EXTRACTED TEXT:
__________________________________________________

A study published in the medical journal EBioMedicine has reported that one such variant has been isolated in Cuba, which is known develop into AIDS within three years of initial infection—making it arguably the most aggressive strain identified to date.

According to the report, researchers from University of Leuven in Belgium have positively identified the strain as CRF19, a recombinant variant of HIV comprised of three different subtypes, A, D, and G.

Wherein HIV generally progresses to AIDS within five to ten years without therapy, CRF19 appears to progress so rapidly as to place an individual at greater risk of illness and death before treatment is even started.

Study Findings

Seventy-two patients were identified by researchers as being rapid progressors (RP), exhibiting either a precipitous drop in their CD4 count to below 200 cells/mL or exhibiting an AIDS-defining condition (or both). The median age of the patients was 34, while the average CD4 count at the time of diagnosis was 276 cells/mL. By contrast, a matched cohort of HIV patients without the CRF19 variant had an average CD4 count of between 522 and 577 at the time of diagnosis.

Moreover, rapid progressors had HIV viral loads one- to three-fold higher than non-rapid-progressors.

__________________________________________________

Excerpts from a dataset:
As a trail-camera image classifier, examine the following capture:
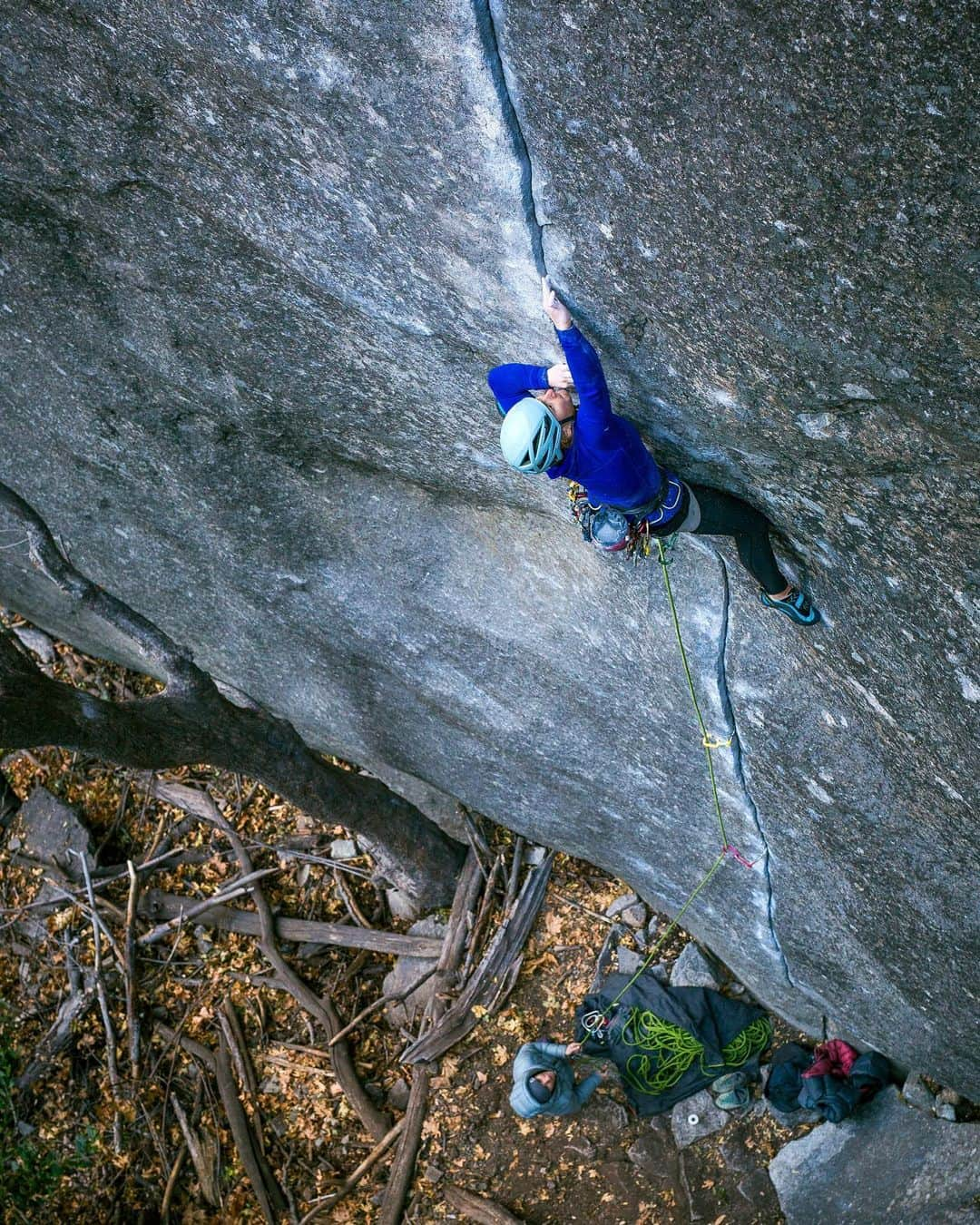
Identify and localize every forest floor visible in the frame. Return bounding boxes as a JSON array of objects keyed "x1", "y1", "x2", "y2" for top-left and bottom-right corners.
[{"x1": 0, "y1": 617, "x2": 808, "y2": 1225}]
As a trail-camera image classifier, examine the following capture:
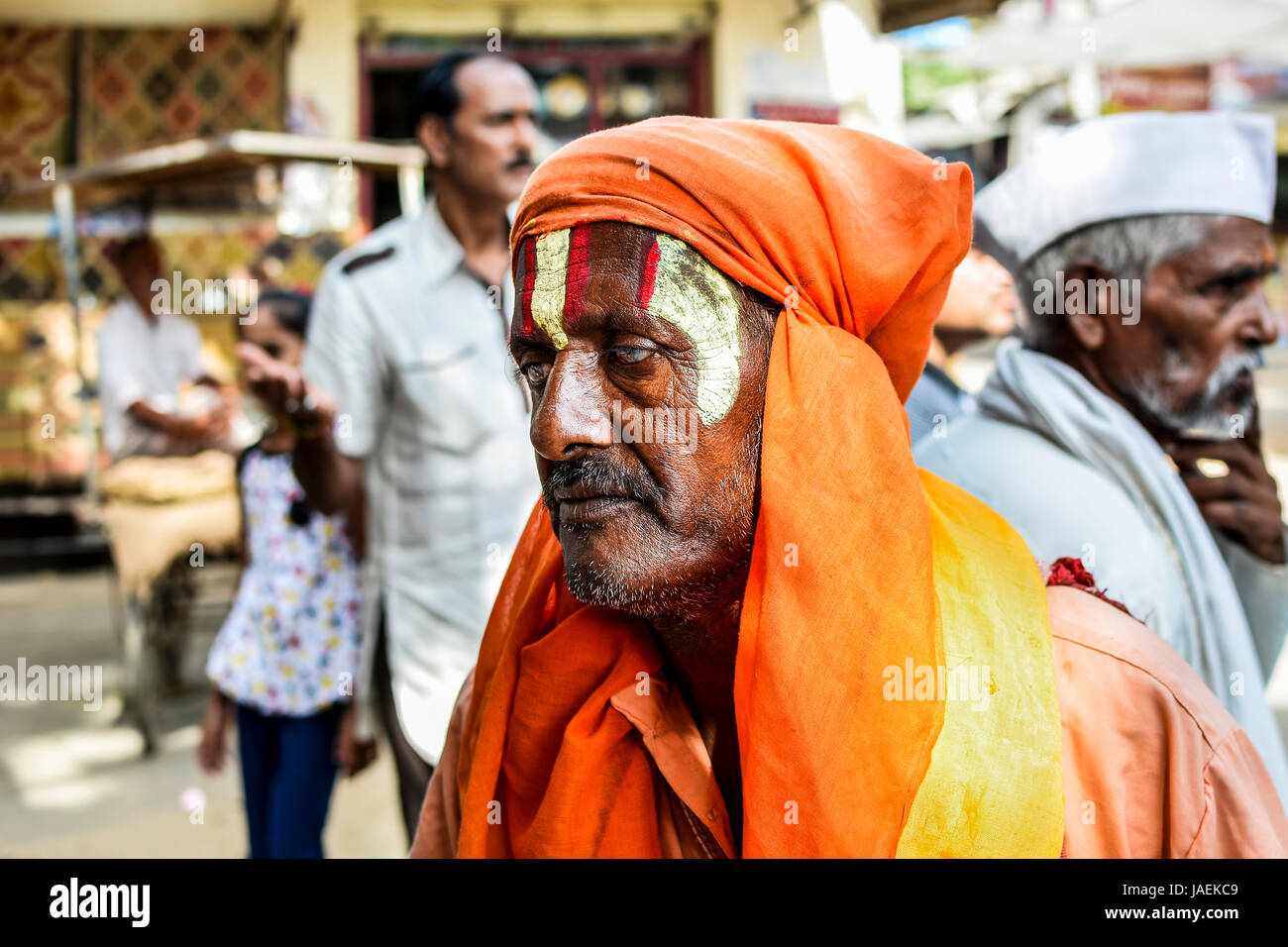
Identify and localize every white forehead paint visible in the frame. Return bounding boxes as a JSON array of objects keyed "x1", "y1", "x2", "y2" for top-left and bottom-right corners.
[
  {"x1": 532, "y1": 230, "x2": 571, "y2": 349},
  {"x1": 649, "y1": 233, "x2": 742, "y2": 427}
]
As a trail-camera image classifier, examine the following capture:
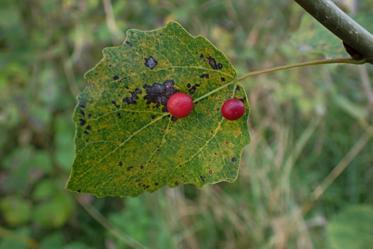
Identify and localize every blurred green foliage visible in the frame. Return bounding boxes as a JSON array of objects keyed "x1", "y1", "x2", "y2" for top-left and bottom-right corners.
[{"x1": 0, "y1": 0, "x2": 373, "y2": 249}]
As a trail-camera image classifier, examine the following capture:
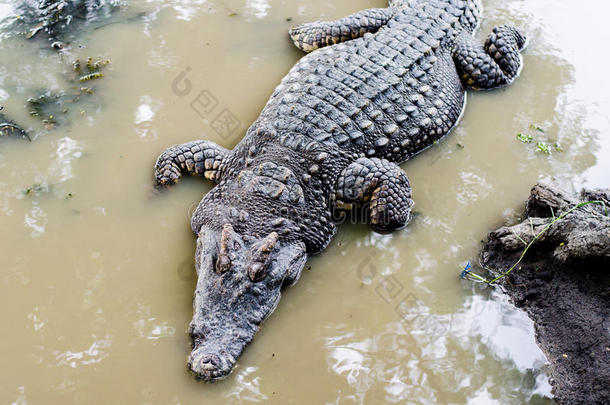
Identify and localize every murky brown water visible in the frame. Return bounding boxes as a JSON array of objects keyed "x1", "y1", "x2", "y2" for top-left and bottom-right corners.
[{"x1": 0, "y1": 0, "x2": 610, "y2": 404}]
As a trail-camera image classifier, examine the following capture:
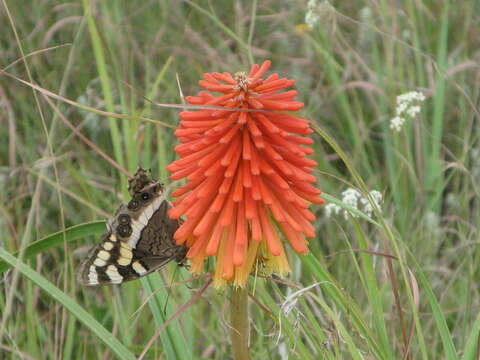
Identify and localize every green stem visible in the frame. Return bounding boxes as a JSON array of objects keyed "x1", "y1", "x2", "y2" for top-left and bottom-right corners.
[{"x1": 230, "y1": 287, "x2": 250, "y2": 360}]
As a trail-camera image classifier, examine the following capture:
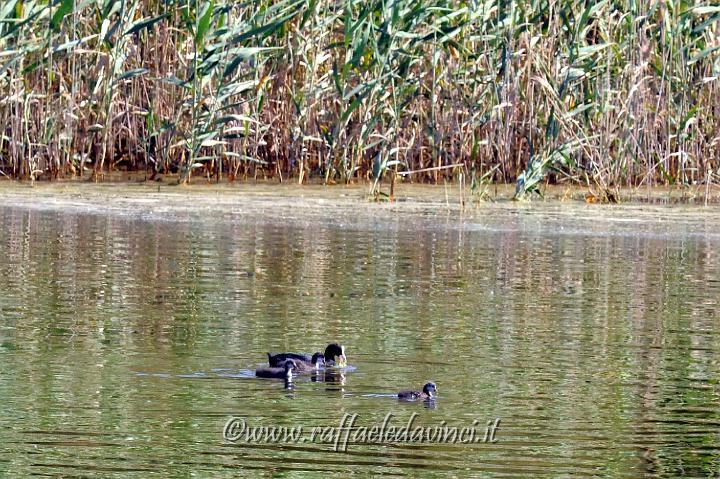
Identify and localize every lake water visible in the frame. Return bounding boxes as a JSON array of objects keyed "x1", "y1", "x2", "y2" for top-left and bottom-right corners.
[{"x1": 0, "y1": 186, "x2": 720, "y2": 478}]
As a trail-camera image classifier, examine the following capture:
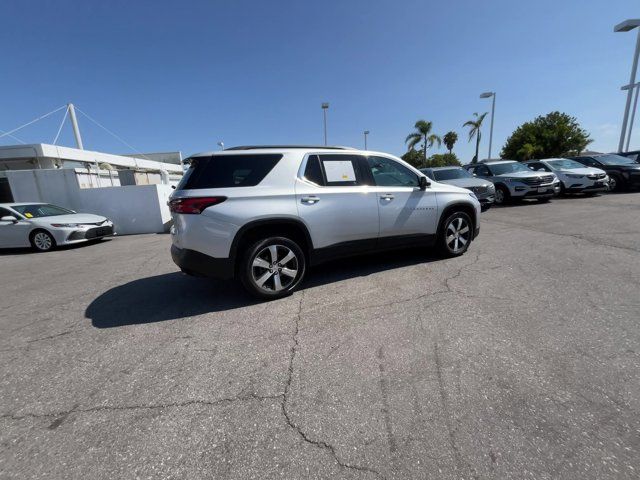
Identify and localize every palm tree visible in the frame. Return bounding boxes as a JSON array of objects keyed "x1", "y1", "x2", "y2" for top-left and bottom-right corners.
[
  {"x1": 462, "y1": 112, "x2": 489, "y2": 163},
  {"x1": 404, "y1": 120, "x2": 442, "y2": 161},
  {"x1": 442, "y1": 132, "x2": 458, "y2": 153}
]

__________________________________________________

ACTIVITY LIST:
- 1) For the text about the CRF19 strain, decide whether each statement agrees with it: (a) CRF19 is made up of subtypes A, D, and G; (b) the median age of the rapid progressors was 34; (c) rapid progressors had viral loads ten-fold higher than non-rapid-progressors. For each, answer yes or no and quote the deciding words.
- 2) Duplicate the part of the text about the CRF19 strain that opens with the words containing "Study Findings" and closes with "time of diagnosis.".

ANSWERS FOR THIS EXERCISE:
- 1)
(a) Yes: "a recombinant variant of HIV comprised of three different subtypes, A, D, and G."
(b) Yes: "The median age of the patients was 34"
(c) No: "rapid progressors had HIV viral loads one- to three-fold higher than non-rapid-progressors."

- 2)
Study Findings

Seventy-two patients were identified by researchers as being rapid progressors (RP), exhibiting either a precipitous drop in their CD4 count to below 200 cells/mL or exhibiting an AIDS-defining condition (or both). The median age of the patients was 34, while the average CD4 count at the time of diagnosis was 276 cells/mL. By contrast, a matched cohort of HIV patients without the CRF19 variant had an average CD4 count of between 522 and 577 at the time of diagnosis.